§ Exercise:
An exact copy of the records is needed; please leave the images out.

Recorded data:
◇ ◇ ◇ ◇

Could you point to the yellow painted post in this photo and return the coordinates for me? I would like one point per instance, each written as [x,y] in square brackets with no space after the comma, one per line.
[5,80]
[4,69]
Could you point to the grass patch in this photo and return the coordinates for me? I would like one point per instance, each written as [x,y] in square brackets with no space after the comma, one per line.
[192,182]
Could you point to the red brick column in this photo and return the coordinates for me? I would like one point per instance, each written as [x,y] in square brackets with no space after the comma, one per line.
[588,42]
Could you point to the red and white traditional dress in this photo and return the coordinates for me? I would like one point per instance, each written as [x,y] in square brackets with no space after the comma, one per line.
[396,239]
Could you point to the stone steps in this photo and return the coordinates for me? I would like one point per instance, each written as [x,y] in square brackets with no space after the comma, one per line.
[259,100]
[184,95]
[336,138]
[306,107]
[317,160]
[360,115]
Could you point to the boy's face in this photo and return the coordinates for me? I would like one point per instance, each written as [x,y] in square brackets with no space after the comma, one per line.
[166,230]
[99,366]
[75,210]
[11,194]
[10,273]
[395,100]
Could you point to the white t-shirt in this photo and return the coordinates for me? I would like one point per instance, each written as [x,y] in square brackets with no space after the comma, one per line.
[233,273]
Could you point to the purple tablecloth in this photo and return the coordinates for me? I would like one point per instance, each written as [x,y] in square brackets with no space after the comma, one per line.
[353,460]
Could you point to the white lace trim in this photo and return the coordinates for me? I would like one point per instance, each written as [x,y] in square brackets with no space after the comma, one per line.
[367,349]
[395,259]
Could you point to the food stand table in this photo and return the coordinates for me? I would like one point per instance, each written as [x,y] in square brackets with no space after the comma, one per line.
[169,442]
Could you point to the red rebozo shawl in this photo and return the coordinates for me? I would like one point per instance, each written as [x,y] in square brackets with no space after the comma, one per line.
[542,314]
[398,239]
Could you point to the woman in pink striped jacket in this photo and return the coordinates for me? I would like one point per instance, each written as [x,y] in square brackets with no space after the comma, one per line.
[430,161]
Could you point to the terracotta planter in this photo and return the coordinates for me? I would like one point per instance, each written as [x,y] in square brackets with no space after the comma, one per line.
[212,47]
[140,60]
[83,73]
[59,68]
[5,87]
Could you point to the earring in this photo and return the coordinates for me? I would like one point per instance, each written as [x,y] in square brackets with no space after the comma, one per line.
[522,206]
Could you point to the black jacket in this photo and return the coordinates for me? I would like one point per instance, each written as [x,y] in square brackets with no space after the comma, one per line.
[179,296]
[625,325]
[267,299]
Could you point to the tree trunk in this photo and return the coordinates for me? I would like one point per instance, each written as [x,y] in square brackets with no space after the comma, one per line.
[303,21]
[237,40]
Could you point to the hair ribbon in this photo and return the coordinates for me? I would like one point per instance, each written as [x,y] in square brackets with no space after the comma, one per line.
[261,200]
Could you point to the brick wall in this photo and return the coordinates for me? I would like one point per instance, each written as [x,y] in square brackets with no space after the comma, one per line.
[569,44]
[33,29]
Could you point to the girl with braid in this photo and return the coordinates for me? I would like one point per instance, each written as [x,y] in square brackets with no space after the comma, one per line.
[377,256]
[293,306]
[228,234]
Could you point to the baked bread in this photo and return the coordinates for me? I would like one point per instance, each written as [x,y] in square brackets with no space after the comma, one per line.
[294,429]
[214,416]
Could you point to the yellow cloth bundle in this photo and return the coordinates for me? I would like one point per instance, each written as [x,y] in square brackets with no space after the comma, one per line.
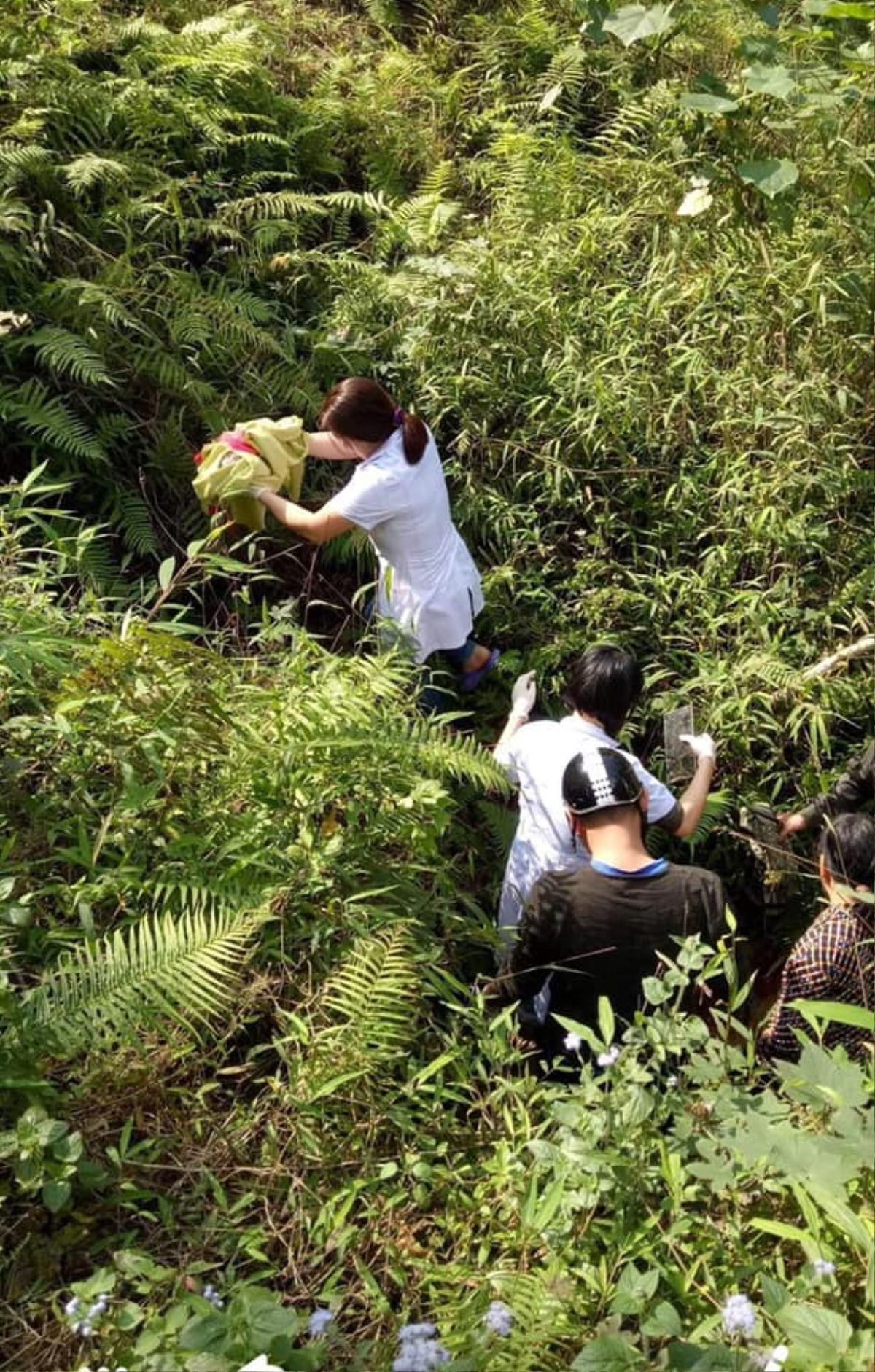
[258,453]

◇ ◇ ◇ ◇

§ Task answer:
Could you point to the yellow painted post in this photo and return the coordinates for me? I would like one point per instance, each written as [x,y] in square brackets with no space after the comma, one per line.
[5,80]
[4,69]
Could you point to the grass patch in this photo and return the coordinates for me? I would like one point per instance, each written as [x,y] in square brackets with no space after the comma, one per line.
[192,182]
Could you point to the red brick column in this photo and return the coordinates for me? I would like one point per instance, each written as [x,y] in square brackets with no space after the comma, one per line.
[588,42]
Could you point to the red and white traditional dress in this photo and return the coordinates for me? I would like one point per instance, each written as [x,y] in square brackets with no space after the comma, one per line.
[396,239]
Could you point to the stone steps in this photo and return the coordinates for me? I would like one point per instance, each written as [x,y] in square brackets with no space after the comma, one per line.
[259,100]
[184,95]
[336,138]
[306,107]
[317,160]
[360,115]
Could you point to the boy's face in this photo and return the coordinates for me? I would like one point per instance, each written as [x,y] in square brackets with no space after the comma, one per line.
[166,230]
[99,366]
[75,210]
[11,194]
[10,273]
[395,100]
Could you point to the white t-shirt in this photo and return the coordinates for me? I would like one point per instance, each written as [x,y] in square brackets with no space after the comma, one per line.
[233,273]
Could you point to the purple tablecloth in this photo and return the coordinates for me? I would like one point per instance, each written as [x,y] in square brackets with no space after the comma, one per line.
[353,460]
Could you point to the white lace trim in this photo and return the coordinates for me? I would like one point per instance, each written as [x,y] in square brackets with no space after the comma, one per line.
[367,349]
[395,259]
Could you point to the food stand table in this photo and return the coordinates for me? I would like one point per instance, each written as [x,y] in square brackets with no space after the comma, one per line.
[169,442]
Could you point to the red rebozo shawl in this photo and return the coordinates for me? I would like one point per instance, each written as [x,y] in square brackets with no space after the comma, one per line.
[542,314]
[398,239]
Could you point to the woman in pink striped jacket in this photo and return the coordinates for me? I would like one point per instance, each written as [x,y] in square brackets with no space after the comma, one per line.
[430,161]
Could you point to the terracotta planter in this photo and return the coordinates for me? I would like one point per instance, each written as [x,y] in square brackets with no space after the comma, one per line.
[212,47]
[140,60]
[83,73]
[59,68]
[5,87]
Could you point to the earring in this photo and return the coordinates for me? I would like one point per instance, each written as [x,y] in square brackets with no space after the comma, one per line.
[522,206]
Could you point to the black jacket in this photo and return the coordinates for me? I would like one point per instance, each written as [x,y] in square brackets with no space after the comma, one per line.
[179,296]
[625,325]
[267,299]
Could you point to the tree trunk in this photo and return the coordinates for me? I would like one point per instance, each written as [x,y] in square brackets with no space after the comma, one per line.
[303,21]
[237,40]
Could you point to the hair ribbon in this photo and return the coordinates for me? I would like one point per instance, each written as [x,y] in square brackets with no space after the comma, one per line.
[261,200]
Could you point to the brick wall in this photo and return the coordinates for me? I would like one point per instance, each written as [x,y] in square brackets with no space after the comma, one per line.
[569,44]
[33,29]
Could you point to the girl with braid in this photo and return the coordinates for me? I would like one point per instance, each written as [x,y] in square brackets with no space after the comma, one per line.
[377,256]
[293,306]
[228,234]
Could you point to the baked bread in this photo and return the coordinates for me? I would like one point per instance, each written as [x,y] in square brackets with no space after the comma, one per line.
[294,429]
[214,416]
Could you point to the yellow cloth bundle in this photo and return the coordinates for me? I would like one point per instance, each written as [x,y] in square brackets with no space after the comma, one per line.
[258,453]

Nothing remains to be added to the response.